=== Given request ===
Reproduce the stretch of the material from the line containing "of the shoulder" through the line containing "pixel 64 12", both included, leaving out any pictures.

=== Input records ===
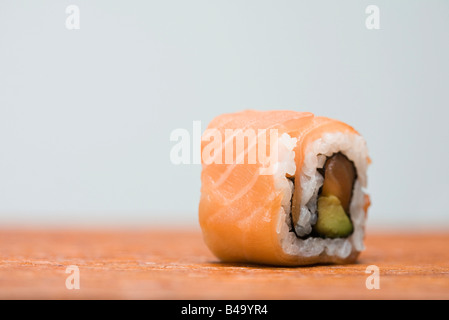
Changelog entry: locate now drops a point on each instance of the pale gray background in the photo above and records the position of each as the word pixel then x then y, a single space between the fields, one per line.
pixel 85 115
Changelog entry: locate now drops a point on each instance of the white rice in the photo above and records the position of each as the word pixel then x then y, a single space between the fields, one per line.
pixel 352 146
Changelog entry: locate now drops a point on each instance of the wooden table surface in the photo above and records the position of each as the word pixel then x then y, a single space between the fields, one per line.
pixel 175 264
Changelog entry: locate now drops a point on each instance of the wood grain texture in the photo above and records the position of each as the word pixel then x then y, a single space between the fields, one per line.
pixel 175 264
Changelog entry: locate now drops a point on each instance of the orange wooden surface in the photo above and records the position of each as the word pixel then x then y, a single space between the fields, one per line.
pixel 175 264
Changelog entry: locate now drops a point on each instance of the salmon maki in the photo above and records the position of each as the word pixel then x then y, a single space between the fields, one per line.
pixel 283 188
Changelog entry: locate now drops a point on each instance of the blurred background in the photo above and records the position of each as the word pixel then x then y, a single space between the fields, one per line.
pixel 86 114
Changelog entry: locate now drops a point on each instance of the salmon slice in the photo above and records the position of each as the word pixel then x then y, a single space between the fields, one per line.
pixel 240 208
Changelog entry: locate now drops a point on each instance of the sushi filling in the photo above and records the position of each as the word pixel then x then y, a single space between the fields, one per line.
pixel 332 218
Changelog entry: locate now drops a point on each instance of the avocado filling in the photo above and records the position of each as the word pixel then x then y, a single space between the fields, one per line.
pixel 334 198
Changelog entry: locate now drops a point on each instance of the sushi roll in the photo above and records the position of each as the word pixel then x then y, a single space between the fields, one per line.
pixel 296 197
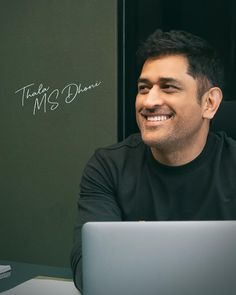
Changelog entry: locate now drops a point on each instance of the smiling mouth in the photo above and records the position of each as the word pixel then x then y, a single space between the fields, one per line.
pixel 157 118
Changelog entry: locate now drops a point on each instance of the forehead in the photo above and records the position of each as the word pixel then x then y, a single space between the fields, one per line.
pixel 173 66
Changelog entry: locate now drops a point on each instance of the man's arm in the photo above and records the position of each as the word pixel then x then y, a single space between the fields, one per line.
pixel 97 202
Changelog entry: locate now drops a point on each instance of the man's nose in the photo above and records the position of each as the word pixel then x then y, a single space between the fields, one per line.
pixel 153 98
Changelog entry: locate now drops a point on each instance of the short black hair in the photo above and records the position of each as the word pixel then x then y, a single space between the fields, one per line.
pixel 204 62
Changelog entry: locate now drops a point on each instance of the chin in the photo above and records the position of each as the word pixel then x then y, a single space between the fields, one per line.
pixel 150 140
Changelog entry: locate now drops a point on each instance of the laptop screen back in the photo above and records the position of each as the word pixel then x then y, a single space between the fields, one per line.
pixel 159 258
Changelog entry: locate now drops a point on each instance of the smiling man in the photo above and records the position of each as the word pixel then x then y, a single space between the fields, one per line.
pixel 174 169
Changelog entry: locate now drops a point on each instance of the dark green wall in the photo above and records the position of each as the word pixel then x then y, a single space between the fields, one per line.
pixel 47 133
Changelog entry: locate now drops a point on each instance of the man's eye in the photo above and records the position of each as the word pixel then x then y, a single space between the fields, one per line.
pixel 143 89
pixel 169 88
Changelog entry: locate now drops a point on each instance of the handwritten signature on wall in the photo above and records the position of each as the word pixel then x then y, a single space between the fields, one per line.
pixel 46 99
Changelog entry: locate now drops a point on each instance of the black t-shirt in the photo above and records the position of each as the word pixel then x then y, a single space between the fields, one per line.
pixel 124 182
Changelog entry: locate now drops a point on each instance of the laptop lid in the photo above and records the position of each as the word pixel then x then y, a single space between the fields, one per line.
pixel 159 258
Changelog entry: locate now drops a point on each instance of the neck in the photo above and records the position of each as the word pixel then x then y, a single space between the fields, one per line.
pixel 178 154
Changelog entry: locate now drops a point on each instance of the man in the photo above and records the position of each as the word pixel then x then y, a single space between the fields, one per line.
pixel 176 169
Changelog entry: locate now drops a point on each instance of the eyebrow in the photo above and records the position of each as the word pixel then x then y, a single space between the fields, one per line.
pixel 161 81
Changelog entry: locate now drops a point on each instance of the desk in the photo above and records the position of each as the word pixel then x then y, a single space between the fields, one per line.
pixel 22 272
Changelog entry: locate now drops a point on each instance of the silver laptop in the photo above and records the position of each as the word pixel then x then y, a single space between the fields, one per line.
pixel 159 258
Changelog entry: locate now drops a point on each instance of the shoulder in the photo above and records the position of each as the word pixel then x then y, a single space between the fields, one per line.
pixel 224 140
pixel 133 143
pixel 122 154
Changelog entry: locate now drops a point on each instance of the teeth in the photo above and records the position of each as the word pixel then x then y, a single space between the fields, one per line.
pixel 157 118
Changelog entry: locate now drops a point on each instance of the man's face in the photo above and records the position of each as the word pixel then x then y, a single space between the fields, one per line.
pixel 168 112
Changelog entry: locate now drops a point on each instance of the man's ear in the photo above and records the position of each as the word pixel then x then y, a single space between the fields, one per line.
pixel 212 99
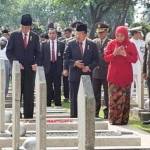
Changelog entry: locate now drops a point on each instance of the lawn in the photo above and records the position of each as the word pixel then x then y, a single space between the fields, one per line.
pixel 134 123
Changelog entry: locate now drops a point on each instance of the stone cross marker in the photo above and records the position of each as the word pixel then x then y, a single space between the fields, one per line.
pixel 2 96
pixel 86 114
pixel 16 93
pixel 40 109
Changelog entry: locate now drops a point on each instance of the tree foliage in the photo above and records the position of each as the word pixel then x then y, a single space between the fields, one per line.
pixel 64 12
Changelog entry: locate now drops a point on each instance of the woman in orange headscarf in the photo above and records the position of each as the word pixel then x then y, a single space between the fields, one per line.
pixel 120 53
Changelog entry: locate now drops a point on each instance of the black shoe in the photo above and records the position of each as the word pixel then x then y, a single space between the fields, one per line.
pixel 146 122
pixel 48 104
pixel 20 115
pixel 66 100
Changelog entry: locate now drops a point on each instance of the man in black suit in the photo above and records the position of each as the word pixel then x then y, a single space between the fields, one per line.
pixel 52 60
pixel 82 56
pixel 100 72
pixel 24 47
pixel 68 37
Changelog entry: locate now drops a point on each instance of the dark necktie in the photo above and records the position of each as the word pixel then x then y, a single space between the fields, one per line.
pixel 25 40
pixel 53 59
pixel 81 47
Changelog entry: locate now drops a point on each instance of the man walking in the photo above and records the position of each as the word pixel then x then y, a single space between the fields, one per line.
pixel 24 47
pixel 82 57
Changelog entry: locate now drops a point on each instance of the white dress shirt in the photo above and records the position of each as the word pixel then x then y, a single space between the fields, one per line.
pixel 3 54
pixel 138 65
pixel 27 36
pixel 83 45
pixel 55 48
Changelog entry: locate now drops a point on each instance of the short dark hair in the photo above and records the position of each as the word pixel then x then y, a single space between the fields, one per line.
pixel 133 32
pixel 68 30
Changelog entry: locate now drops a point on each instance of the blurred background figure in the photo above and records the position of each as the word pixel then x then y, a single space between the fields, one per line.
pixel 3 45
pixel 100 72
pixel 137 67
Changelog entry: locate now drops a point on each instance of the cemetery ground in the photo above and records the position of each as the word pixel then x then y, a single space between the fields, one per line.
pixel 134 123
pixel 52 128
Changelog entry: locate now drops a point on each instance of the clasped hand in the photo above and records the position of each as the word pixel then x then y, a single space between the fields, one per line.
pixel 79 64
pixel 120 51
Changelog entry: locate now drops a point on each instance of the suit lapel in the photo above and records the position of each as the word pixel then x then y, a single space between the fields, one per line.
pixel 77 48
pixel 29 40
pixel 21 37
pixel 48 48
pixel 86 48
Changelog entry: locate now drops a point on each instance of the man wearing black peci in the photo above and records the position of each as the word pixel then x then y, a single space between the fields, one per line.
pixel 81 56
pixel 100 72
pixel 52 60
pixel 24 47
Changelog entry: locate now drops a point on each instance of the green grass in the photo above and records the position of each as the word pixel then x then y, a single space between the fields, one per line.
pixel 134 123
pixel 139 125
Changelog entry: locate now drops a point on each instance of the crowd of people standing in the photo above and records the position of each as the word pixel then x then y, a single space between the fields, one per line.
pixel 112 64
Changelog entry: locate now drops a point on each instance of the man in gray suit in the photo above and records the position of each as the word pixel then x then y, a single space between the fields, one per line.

---

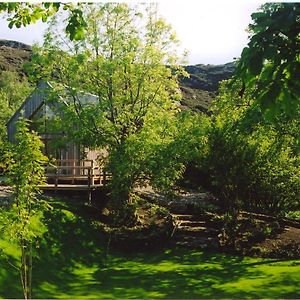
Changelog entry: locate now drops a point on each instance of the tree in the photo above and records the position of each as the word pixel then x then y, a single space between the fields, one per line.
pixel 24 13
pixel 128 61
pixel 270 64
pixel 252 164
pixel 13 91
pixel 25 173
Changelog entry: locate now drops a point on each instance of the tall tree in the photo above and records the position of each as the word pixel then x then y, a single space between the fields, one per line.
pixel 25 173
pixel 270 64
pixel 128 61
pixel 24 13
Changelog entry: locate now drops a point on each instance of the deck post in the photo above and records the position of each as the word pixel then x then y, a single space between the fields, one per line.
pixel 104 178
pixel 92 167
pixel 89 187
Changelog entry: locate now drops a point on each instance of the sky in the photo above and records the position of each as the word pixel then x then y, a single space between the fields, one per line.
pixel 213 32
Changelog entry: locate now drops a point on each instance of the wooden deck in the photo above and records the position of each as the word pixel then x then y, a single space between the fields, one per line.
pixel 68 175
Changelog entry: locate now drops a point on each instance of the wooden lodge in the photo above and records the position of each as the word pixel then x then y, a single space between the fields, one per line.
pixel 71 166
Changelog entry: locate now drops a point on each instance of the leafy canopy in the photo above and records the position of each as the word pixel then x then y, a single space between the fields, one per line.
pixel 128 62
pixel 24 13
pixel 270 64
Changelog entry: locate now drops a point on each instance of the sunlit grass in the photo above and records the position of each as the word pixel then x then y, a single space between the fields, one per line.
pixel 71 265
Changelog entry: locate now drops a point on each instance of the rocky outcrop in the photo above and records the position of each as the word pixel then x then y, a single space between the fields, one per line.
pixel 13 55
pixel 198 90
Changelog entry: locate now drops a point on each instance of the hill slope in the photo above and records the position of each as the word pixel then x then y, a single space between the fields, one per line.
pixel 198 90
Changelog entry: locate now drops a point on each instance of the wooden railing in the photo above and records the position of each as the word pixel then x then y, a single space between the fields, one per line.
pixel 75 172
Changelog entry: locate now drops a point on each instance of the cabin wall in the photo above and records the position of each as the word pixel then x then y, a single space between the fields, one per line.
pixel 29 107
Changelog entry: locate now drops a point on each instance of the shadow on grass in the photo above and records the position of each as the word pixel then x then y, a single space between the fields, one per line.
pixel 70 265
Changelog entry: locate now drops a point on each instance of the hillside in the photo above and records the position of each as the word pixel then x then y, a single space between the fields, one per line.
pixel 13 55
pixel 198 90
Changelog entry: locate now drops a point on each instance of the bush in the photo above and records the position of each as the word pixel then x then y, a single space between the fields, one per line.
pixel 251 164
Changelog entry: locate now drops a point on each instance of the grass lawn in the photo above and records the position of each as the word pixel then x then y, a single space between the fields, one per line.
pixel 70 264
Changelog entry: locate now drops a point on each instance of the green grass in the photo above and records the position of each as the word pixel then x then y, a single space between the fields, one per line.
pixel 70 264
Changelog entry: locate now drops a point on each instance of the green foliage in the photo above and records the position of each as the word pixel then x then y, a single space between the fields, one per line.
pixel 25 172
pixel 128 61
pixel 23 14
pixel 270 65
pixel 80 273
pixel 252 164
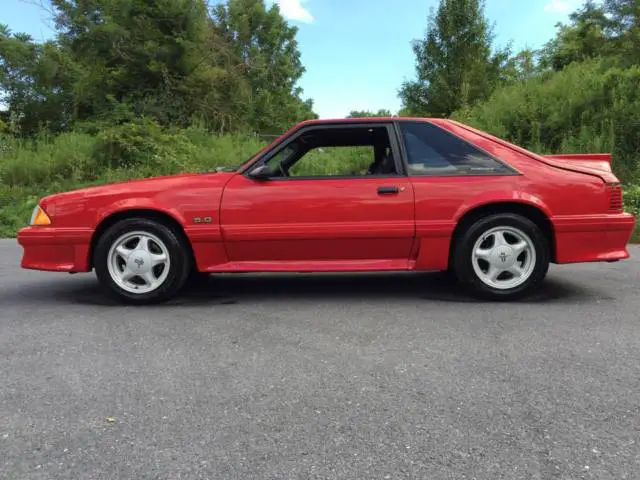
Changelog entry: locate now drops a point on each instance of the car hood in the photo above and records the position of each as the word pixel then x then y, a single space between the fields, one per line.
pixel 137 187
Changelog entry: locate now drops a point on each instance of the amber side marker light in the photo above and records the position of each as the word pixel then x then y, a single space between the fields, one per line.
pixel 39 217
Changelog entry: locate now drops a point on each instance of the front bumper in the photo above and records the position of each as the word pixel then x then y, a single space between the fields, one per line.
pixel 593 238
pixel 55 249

=== Final result ===
Changelog entry: locate now drops a point on each instance of the shoulder in the photo above and records the position of each as the word pixel then x then y, a single space between the fields, one per line.
pixel 224 140
pixel 133 143
pixel 122 154
Changelog entry: locate now drops a point on each instance of the teeth in the photo above and records the position of each as the word pixel then x then y, a single space between the fields, one per line.
pixel 157 118
Changelog entry: locate now drops a point on each instance of the man's face in the photo above and records the position of each as the word pixel then x then y, a single space between the fields, one per line.
pixel 168 112
Changelog entry: locate now drops a point on each instance of the man's ear in the photo above and records the position of each as the word pixel then x then y, a single space between the fields, one per line.
pixel 212 99
Changelog entry: locate now drops a point on each instance of the lawn in the photo above and records the position of each as the word pixel then x then y, a single space between the fields, one per line.
pixel 134 123
Changelog entry: locate now drops a point on each instance of the stone cross marker in the photo above and records the position of each as the word pixel then x then y, a single space between the fields, one per line.
pixel 2 96
pixel 86 114
pixel 16 93
pixel 40 109
Changelog entry: locate now drops a point on each instance of the tree foliage in the photo above and records the position of each as the word pixel then x then y, a single space between the fields, one per line.
pixel 64 12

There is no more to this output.